■ **TASK**: Repeat, exactly and alone, every line from the line that contains "# test: pointer returns one pin per instance of the pink" to the end of the entries.

begin STORED DATA

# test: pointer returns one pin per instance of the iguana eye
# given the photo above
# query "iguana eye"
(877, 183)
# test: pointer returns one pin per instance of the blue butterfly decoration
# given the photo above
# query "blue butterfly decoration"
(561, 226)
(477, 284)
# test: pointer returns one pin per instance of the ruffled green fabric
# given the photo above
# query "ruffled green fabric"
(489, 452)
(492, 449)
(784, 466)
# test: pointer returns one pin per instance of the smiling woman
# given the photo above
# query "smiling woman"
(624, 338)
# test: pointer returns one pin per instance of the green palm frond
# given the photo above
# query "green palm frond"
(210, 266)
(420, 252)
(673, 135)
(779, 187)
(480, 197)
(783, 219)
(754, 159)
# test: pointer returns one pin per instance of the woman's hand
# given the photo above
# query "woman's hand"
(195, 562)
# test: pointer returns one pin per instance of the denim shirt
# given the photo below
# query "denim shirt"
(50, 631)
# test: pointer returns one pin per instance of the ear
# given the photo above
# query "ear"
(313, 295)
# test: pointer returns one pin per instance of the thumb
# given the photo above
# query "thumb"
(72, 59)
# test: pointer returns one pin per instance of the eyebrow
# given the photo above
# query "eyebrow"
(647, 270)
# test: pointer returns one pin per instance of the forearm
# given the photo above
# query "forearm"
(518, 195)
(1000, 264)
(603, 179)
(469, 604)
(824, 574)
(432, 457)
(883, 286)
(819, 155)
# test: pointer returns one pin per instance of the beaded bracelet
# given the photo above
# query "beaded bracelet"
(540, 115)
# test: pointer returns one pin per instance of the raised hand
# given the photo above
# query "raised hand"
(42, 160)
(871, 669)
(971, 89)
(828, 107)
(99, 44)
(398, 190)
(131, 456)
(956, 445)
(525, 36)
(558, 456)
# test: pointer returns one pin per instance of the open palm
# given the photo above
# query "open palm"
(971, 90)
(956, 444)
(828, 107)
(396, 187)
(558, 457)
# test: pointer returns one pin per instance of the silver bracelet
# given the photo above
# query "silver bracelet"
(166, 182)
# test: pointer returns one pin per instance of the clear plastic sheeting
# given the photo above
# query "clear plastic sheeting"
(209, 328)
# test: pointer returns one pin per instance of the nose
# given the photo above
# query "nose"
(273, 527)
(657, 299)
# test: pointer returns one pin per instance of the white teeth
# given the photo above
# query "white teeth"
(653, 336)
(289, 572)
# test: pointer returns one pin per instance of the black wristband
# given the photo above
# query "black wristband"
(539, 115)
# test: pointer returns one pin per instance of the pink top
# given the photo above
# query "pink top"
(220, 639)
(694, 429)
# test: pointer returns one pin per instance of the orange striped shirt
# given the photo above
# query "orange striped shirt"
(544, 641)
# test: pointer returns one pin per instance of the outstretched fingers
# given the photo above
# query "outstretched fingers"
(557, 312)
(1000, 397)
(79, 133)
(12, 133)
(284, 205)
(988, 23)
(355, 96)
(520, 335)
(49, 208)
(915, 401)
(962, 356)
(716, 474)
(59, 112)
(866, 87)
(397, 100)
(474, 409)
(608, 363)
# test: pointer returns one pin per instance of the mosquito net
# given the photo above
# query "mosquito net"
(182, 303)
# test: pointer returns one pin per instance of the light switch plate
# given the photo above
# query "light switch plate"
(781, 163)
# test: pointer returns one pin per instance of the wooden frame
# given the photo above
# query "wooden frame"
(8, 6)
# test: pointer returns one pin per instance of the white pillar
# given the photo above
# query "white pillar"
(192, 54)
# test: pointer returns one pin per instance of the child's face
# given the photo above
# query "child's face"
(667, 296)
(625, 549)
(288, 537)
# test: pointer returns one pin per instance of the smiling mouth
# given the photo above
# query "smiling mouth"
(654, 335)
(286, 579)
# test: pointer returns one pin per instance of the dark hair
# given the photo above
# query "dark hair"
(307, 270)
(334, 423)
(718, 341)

end STORED DATA

■ **TASK SOLUTION**:
# test: pointer returns one pin per instance of the pink top
# given the photo above
# query "pink top"
(220, 639)
(694, 429)
# test: pointer returns one pin per instance of the orange striped shirt
# given the photo above
# query "orange striped shirt"
(544, 641)
# test: pointer returns one pin per instance of the outstretched fingers
# given the photo above
# query "outstretched fingers"
(557, 312)
(1000, 397)
(79, 133)
(12, 133)
(284, 205)
(988, 23)
(355, 96)
(520, 335)
(49, 208)
(915, 401)
(962, 356)
(716, 474)
(59, 112)
(866, 87)
(397, 100)
(474, 409)
(608, 363)
# test: pointer returns one pin per instance of the mosquito net
# given the photo above
# query "mosquito net"
(182, 303)
# test: pointer returns one pin per instance of the light switch plate
# given the photo above
# query "light switch plate"
(781, 163)
# test: pointer returns one pin per instance of the wooden frame
# given the photo above
# query "wooden frame"
(8, 6)
# test: pointer returns one pin per instance of the white pillar
# given the photo above
# query "white pillar"
(192, 54)
# test: pointer returns one pin per instance of the child's face
# given the photo above
# query "child's face"
(667, 296)
(625, 549)
(288, 537)
# test: pointer returns one pin per instance of the smiling mouth
# given the photo above
# query "smiling mouth"
(654, 335)
(286, 579)
# test: pointer returns one pin per instance of the dark hair
# given the photo above
# query "dark hair"
(307, 270)
(334, 423)
(718, 341)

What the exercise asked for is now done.